La historia de ‘Kubati’
Por la prisión en la que trabaja J. han pasado algunos históricos. Desde la familia Troitiño hasta José Antonio López, ‘Kubati’, el asesino de ‘Yoyes’. “Era de los más duros, de los más chungos que hemos tenido”. Con él llegó a tener más trato: “Me llevaba bastante bien, hablaba de todo abiertamente y sin ningún problema. Me contaba historias de cómo funcionaban, de qué hacían, de cómo llegó a ETA…”
Según lo que le contó a J. sus inicios de ETA había que buscarlos en su juventud: “Me contaba que trabajaba en una fábrica siendo muy joven, que veía injusticias, pero protestaba y no le hacían ni caso. Empezó a decir que era de ETA y consiguió todo lo que quería. Al final acabó dentro”. Kubati estuvo dudando durante un tiempo si dar un paso adelante para alejarse de la banda, según J., pero al final no salió adelante: “Publicó un artículo diciendo que le habían engañado, que le habían traicionado los de Madrid o no sé qué”. A día de hoy cumple condena en Algeciras y no saldrá antes de una década.

○ ○ ○ ○ ○

▸ EJERCICIO PROPUESTO A
Responde estas preguntas sobre el texto acerca de 'Kubati':
(i) ¿A quién asesinó José Antonio López, 'Kubati'?
(ii) ¿Dónde trabajaba 'Kubati' siendo muy joven?
(iii) ¿En qué lugar cumple condena a día de hoy?

▸ REGISTROS EXTRAÍDOS
○ ○ ○ ○ ○

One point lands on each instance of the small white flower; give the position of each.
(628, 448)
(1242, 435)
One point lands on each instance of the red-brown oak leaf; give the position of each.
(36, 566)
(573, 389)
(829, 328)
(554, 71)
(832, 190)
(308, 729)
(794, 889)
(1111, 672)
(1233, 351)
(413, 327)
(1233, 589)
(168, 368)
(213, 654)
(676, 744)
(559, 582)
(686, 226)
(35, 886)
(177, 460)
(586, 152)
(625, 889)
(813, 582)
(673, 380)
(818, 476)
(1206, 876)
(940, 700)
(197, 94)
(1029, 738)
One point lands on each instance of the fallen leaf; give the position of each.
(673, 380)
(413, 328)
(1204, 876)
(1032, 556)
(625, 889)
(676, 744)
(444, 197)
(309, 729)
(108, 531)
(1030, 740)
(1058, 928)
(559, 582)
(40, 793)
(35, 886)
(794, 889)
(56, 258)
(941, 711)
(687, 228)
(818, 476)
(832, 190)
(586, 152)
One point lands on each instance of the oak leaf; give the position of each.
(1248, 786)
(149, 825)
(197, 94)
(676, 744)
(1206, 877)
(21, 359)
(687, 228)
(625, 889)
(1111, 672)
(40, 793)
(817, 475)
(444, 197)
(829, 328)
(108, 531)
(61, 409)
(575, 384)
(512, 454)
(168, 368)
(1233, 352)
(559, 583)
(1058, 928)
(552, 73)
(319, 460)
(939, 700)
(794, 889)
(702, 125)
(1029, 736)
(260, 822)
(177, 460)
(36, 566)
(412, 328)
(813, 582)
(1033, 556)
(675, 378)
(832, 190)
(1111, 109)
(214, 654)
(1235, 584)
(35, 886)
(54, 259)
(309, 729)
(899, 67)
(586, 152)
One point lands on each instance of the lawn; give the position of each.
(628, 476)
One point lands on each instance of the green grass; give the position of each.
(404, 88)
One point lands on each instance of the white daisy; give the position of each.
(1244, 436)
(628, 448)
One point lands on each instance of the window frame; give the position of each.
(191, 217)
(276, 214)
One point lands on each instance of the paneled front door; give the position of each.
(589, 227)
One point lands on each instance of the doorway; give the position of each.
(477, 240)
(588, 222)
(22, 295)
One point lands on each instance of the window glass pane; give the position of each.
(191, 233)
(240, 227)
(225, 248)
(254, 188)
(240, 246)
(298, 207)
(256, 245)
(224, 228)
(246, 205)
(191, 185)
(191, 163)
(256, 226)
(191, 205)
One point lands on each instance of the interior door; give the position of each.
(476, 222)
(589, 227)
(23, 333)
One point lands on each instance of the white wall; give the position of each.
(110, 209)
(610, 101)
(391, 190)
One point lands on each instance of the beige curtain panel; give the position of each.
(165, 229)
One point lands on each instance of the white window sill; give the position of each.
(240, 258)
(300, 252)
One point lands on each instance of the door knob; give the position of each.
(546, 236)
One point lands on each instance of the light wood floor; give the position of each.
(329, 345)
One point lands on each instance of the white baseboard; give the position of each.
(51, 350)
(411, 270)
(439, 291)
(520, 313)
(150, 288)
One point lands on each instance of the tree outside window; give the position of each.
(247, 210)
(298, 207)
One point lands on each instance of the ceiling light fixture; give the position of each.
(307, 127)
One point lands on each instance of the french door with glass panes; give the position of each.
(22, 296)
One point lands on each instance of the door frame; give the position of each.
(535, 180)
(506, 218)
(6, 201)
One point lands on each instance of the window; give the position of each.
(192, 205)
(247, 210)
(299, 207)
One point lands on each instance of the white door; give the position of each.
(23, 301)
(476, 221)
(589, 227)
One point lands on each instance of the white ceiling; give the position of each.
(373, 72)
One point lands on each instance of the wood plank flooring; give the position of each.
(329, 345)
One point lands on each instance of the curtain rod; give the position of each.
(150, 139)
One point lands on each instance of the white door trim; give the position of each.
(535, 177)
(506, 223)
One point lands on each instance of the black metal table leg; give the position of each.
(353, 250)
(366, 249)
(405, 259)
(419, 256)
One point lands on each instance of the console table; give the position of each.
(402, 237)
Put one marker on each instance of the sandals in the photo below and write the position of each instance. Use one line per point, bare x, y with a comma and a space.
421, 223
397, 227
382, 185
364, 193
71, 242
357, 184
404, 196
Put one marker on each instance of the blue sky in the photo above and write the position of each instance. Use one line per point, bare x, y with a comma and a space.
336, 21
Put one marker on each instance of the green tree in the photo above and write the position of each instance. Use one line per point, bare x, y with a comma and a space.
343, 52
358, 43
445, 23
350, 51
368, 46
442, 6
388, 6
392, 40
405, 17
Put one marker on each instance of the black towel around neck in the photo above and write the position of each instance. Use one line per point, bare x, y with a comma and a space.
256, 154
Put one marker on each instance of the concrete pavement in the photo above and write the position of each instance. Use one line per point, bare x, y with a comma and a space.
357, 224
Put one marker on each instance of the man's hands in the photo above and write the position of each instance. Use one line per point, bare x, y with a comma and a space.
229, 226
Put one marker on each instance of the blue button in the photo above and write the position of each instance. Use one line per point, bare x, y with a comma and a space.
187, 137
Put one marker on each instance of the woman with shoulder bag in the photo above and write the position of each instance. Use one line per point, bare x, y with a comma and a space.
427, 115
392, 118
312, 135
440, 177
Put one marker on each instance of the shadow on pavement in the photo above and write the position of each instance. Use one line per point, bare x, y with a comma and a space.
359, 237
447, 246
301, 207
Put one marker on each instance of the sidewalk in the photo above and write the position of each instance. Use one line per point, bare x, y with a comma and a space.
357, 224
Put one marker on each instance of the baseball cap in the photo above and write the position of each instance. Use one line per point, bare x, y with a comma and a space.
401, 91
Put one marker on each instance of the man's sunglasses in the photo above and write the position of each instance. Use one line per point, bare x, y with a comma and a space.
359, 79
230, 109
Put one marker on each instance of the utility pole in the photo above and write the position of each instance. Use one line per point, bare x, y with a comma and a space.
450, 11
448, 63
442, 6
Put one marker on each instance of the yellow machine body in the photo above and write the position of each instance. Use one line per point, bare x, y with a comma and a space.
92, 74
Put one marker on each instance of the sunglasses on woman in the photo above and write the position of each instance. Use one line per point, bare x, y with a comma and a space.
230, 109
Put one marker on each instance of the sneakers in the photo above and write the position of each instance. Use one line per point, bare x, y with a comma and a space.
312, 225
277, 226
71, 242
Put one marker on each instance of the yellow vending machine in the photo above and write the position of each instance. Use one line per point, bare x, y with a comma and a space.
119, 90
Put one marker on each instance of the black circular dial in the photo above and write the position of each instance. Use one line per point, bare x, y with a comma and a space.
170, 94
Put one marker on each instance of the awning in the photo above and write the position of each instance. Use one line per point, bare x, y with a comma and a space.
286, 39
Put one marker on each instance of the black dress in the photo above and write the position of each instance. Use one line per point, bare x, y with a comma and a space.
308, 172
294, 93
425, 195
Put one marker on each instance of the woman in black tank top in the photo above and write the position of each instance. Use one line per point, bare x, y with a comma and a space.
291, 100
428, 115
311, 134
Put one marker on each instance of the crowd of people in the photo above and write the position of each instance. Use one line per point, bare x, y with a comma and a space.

○ ○ ○ ○ ○

▸ EJERCICIO PROPUESTO B
Reproduce sin cambios las líneas del listado, empezando por su primera línea y siguiendo hasta la línea que contiene "(1242, 435)", ambas incluidas.

▸ RESPUESTA CORRECTA A
(i) A 'Yoyes'.
(ii) En una fábrica.
(iii) En Algeciras.

▸ RESPUESTA CORRECTA B
One point lands on each instance of the small white flower; give the position of each.
(628, 448)
(1242, 435)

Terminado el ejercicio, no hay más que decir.